_Supplied text:_
The 18th Avenue station is an express station on the IND Culver Line of the New York City Subway, located at the intersection of 18th Avenue and McDonald Avenue in Borough Park, Brooklyn. It is served by the F train at all times and the <F> train during rush hours in the peak direction.

History 
This station opened at 3:00 a.m. on March 16, 1919, as part of the opening of the first section of the BMT Culver Line. The initial section began at the Ninth Avenue station and ended at the Kings Highway station. The line was operated as a branch of the Fifth Avenue Elevated line, with a free transfer at Ninth Avenue to the West End Line into the Fourth Avenue Subway. The opening of the line resulted in reduced travel times between Manhattan and Kings Highway. Construction on the line began in 1915, and cost a total of $3.3 million. Trains from this station began using the Fourth Avenue Subway to the Nassau Street Loop in Lower Manhattan when that line opened on May 30, 1931. The Fifth Avenue Elevated was closed on May 31, 1940, and elevated service ceased stopping here. On October 30, 1954, the connection between the IND South Brooklyn Line at Church Avenue and the BMT Culver Line at Ditmas Avenue opened. With the connection completed, all service at the stations on the former BMT Culver Line south of Ditmas Avenue, including this one, were from then on served by IND trains.

From June 1968 to 1987, express service on the elevated portion of the line from Church Avenue to Kings Highway operated in the peak direction (to Manhattan AM; to Brooklyn PM), with some F trains running local and some running express. During this time period, this station was used as an express station. Express service ended in 1987, largely due to budget constraints and complaints from passengers at local stations. Express service on the elevated Culver Line was ended due to necessary structural work, but never restored.

From June 7, 2016, to May 1, 2017, the southbound platform at this station was closed for renovations, with southbound trains stopping on the center track using the Manhattan-bound platform. The Manhattan-bound platform was closed for a longer period of time, from May 22, 2017 until July 30, 2018, and Manhattan-bound trains stopped on the center track using the Coney Island-bound platform.

_Data provided:_
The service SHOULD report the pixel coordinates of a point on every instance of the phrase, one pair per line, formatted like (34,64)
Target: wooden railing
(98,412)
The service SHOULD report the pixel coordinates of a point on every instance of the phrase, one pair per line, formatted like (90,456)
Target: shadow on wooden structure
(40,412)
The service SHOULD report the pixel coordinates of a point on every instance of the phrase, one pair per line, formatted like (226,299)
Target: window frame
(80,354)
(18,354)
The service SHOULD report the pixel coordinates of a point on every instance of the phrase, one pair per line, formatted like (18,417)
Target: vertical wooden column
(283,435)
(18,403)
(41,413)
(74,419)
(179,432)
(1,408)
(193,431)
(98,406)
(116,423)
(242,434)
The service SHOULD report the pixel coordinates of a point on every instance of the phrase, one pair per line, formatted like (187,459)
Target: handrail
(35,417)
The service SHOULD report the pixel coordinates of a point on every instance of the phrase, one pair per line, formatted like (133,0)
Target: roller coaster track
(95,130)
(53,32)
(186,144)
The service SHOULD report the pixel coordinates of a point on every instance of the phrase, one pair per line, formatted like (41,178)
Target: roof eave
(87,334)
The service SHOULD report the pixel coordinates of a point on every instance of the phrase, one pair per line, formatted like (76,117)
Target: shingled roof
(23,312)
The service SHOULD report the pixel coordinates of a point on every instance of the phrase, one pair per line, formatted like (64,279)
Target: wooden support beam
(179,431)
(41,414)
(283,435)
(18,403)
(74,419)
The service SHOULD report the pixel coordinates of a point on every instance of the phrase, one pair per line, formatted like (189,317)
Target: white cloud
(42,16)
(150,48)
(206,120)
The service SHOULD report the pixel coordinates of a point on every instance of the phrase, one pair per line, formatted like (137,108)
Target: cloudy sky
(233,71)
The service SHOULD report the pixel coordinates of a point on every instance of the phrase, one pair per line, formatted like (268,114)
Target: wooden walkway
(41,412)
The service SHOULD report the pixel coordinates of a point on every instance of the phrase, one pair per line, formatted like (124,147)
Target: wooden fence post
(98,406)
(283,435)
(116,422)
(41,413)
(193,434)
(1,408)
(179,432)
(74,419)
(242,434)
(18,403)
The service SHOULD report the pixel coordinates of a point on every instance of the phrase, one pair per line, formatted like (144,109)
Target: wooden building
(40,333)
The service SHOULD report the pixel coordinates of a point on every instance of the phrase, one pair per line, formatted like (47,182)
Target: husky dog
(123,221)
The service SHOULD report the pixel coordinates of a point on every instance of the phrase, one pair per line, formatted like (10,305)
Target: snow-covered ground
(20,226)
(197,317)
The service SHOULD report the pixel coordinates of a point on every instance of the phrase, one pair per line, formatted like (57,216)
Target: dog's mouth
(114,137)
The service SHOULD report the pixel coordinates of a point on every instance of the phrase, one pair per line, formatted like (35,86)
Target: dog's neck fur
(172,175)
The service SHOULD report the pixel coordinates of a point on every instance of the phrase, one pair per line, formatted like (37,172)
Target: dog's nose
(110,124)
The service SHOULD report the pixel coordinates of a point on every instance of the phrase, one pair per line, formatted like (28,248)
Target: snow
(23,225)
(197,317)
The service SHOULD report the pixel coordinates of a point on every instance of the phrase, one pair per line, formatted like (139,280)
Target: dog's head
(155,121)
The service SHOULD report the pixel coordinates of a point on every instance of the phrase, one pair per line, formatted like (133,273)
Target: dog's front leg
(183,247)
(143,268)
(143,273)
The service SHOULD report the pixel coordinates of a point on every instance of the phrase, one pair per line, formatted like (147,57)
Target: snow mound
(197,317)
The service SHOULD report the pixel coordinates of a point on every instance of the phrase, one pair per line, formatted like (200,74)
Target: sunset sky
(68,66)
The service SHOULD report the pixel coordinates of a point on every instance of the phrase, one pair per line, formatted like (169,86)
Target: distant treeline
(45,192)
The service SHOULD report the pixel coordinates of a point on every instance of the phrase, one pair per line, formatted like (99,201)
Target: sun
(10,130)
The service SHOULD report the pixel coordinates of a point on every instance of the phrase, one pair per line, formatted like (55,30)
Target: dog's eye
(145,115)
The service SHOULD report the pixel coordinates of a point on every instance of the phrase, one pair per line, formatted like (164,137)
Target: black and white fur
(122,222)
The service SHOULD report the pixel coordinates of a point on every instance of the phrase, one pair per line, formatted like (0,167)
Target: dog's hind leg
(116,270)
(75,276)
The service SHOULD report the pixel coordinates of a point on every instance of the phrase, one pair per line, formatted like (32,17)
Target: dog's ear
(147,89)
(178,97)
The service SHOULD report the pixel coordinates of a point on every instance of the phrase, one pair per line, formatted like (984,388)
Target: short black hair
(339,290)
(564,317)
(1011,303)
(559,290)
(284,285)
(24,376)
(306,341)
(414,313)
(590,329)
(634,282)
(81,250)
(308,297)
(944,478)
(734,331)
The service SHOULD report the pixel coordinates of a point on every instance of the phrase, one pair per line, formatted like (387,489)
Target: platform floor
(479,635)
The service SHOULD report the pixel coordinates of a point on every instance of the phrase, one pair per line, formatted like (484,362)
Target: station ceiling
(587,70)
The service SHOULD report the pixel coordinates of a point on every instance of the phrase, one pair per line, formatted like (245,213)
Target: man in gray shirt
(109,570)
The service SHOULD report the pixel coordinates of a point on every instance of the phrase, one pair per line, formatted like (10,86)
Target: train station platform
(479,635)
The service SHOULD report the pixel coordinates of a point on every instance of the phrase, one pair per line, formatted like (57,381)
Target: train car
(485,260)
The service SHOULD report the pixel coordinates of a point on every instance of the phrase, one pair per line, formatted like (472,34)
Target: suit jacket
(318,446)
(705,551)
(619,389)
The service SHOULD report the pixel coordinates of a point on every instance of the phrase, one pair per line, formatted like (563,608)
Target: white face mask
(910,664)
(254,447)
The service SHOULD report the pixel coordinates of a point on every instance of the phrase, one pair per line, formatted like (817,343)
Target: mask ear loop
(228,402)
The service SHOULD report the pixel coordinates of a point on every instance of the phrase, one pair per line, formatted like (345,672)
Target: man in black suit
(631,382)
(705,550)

_Written task 1:_ In the text on the 18th Avenue subway station, when did the station first open?
_Written task 2:_ Continue the text on the 18th Avenue subway station from its final sentence.

_Response 1:_ It opened at 3:00 a.m. on March 16, 1919.

_Response 2:_
Station layout 

This elevated station has two island platforms and three tracks, with the center track not normally used. Except for small sections at either ends, both platforms have brown canopies with green frames and support columns for the entire length. The un-canopied areas have black station sign structures.

The 2018 artwork here is called We are each others by Julien Gardair. It features steel figural sculptures on the platforms that are integrated with seating elements, inspired by historical figures and present residents of the area.

Exits
This station has two entrances/exits, both of which are elevated station houses beneath the tracks. The full-time exit is at the north end. A single staircase from each platform goes down to a waiting area that allows a free transfer between directions and contains public restrooms. Outside of the turnstile bank, there is a token booth and two street stairs going down to either southern corners of 18th and McDonald Avenues.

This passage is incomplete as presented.